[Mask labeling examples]
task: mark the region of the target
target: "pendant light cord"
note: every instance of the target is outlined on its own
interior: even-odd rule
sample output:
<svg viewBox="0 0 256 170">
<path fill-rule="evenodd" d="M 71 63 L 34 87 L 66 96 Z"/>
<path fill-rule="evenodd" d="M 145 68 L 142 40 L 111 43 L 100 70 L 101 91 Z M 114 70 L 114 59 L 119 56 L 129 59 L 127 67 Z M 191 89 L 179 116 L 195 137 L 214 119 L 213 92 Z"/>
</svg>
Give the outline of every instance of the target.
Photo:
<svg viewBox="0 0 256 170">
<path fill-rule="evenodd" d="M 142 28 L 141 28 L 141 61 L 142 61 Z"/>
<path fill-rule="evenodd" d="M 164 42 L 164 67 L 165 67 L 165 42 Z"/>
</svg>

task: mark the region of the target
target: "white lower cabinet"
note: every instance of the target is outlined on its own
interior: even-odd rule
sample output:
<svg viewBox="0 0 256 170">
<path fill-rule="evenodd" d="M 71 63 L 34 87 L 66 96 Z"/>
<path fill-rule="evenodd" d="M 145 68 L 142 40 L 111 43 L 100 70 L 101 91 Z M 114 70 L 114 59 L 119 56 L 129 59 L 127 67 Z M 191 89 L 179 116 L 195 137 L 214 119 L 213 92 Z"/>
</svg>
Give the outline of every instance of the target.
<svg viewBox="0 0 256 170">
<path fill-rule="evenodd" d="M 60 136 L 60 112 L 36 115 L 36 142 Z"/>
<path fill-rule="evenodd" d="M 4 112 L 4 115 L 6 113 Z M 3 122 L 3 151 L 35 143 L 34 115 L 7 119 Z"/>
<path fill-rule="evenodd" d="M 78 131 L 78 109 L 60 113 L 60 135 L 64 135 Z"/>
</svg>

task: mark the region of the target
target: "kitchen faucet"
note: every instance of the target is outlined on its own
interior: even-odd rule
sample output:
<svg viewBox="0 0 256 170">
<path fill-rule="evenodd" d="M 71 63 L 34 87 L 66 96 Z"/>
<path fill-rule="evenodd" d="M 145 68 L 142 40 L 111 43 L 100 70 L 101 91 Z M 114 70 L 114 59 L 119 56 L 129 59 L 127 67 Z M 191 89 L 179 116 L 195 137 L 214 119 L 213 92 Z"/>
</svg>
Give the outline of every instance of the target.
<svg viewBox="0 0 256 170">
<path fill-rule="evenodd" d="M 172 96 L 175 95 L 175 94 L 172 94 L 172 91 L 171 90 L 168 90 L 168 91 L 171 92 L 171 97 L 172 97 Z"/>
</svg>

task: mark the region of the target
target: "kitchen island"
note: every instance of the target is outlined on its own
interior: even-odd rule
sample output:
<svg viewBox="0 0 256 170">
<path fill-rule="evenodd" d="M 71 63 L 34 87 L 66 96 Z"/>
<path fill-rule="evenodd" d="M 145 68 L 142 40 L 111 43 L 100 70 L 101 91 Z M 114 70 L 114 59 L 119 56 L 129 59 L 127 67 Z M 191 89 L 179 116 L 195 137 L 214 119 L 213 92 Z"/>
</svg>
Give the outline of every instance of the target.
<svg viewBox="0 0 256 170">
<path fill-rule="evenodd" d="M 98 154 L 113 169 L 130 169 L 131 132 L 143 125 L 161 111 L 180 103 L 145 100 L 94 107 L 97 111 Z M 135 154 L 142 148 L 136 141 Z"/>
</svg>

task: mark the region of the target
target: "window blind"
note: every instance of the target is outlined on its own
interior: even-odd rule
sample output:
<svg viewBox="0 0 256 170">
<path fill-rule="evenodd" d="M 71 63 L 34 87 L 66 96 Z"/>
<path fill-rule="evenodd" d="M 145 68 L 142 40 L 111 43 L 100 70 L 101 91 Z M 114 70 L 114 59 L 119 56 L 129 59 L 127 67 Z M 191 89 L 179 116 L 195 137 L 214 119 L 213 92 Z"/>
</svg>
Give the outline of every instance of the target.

**STATED PROBLEM**
Return all of the entries word for word.

**RESPONSE**
task: mark the region of the target
target: "pendant light cord"
note: every instance of the target is outlined on its own
interior: even-odd rule
sample output:
<svg viewBox="0 0 256 170">
<path fill-rule="evenodd" d="M 71 63 L 34 87 L 66 96 Z"/>
<path fill-rule="evenodd" d="M 145 68 L 142 40 L 111 43 L 100 70 L 101 91 Z M 114 70 L 114 59 L 119 56 L 129 59 L 127 67 Z M 191 89 L 179 116 L 195 137 L 214 119 L 213 92 Z"/>
</svg>
Give the outline of every instance of the target.
Photo:
<svg viewBox="0 0 256 170">
<path fill-rule="evenodd" d="M 142 28 L 141 28 L 141 61 L 142 61 Z"/>
<path fill-rule="evenodd" d="M 164 42 L 164 67 L 165 67 L 165 42 Z"/>
</svg>

task: mark the region of the target
target: "white lower cabinet"
note: every instance of the target is outlined on its own
interior: even-odd rule
sample output:
<svg viewBox="0 0 256 170">
<path fill-rule="evenodd" d="M 71 63 L 34 87 L 66 96 Z"/>
<path fill-rule="evenodd" d="M 145 68 L 142 40 L 111 43 L 100 70 L 101 91 Z M 114 70 L 114 59 L 119 56 L 129 59 L 127 67 Z M 191 89 L 179 116 L 195 137 L 214 119 L 213 92 Z"/>
</svg>
Give the outline of every instance of the target.
<svg viewBox="0 0 256 170">
<path fill-rule="evenodd" d="M 60 136 L 60 112 L 36 115 L 36 142 Z"/>
<path fill-rule="evenodd" d="M 4 112 L 4 115 L 6 113 Z M 3 122 L 3 151 L 35 143 L 34 115 L 7 119 Z"/>
<path fill-rule="evenodd" d="M 78 131 L 78 109 L 60 113 L 60 135 L 64 135 Z"/>
</svg>

task: mark the region of the target
target: "kitchen faucet"
note: every instance of the target is outlined on its own
interior: even-odd rule
sample output:
<svg viewBox="0 0 256 170">
<path fill-rule="evenodd" d="M 71 63 L 34 87 L 66 96 Z"/>
<path fill-rule="evenodd" d="M 145 68 L 142 40 L 111 43 L 100 70 L 101 91 Z M 114 70 L 114 59 L 119 56 L 129 59 L 127 67 Z M 191 89 L 179 116 L 195 137 L 214 119 L 213 92 Z"/>
</svg>
Give the outline of every instance of the target.
<svg viewBox="0 0 256 170">
<path fill-rule="evenodd" d="M 172 96 L 175 95 L 175 94 L 172 94 L 172 91 L 171 90 L 168 90 L 168 91 L 171 92 L 171 97 L 172 97 Z"/>
</svg>

task: mark the region of the target
target: "kitchen island"
note: every instance of the target is outlined on its own
interior: even-odd rule
sample output:
<svg viewBox="0 0 256 170">
<path fill-rule="evenodd" d="M 71 63 L 34 87 L 66 96 Z"/>
<path fill-rule="evenodd" d="M 145 68 L 142 40 L 111 43 L 100 70 L 101 91 Z M 114 70 L 114 59 L 119 56 L 129 59 L 127 67 Z M 191 89 L 179 116 L 195 137 L 214 119 L 213 92 Z"/>
</svg>
Give the outline of every instance of the target.
<svg viewBox="0 0 256 170">
<path fill-rule="evenodd" d="M 98 154 L 113 169 L 130 169 L 131 132 L 143 125 L 161 111 L 180 103 L 145 100 L 94 107 L 97 111 Z M 135 154 L 142 148 L 136 141 Z"/>
</svg>

task: mark the region of the target
target: "window blind"
note: every instance of the target is outlined on its own
interior: even-odd rule
sample output:
<svg viewBox="0 0 256 170">
<path fill-rule="evenodd" d="M 71 63 L 34 87 L 66 96 Z"/>
<path fill-rule="evenodd" d="M 145 68 L 142 40 L 111 43 L 100 70 L 101 91 Z M 114 70 L 114 59 L 119 56 L 129 59 L 127 67 Z M 191 89 L 179 116 L 195 137 L 214 119 L 213 92 Z"/>
</svg>
Give the outline of every instance of the target.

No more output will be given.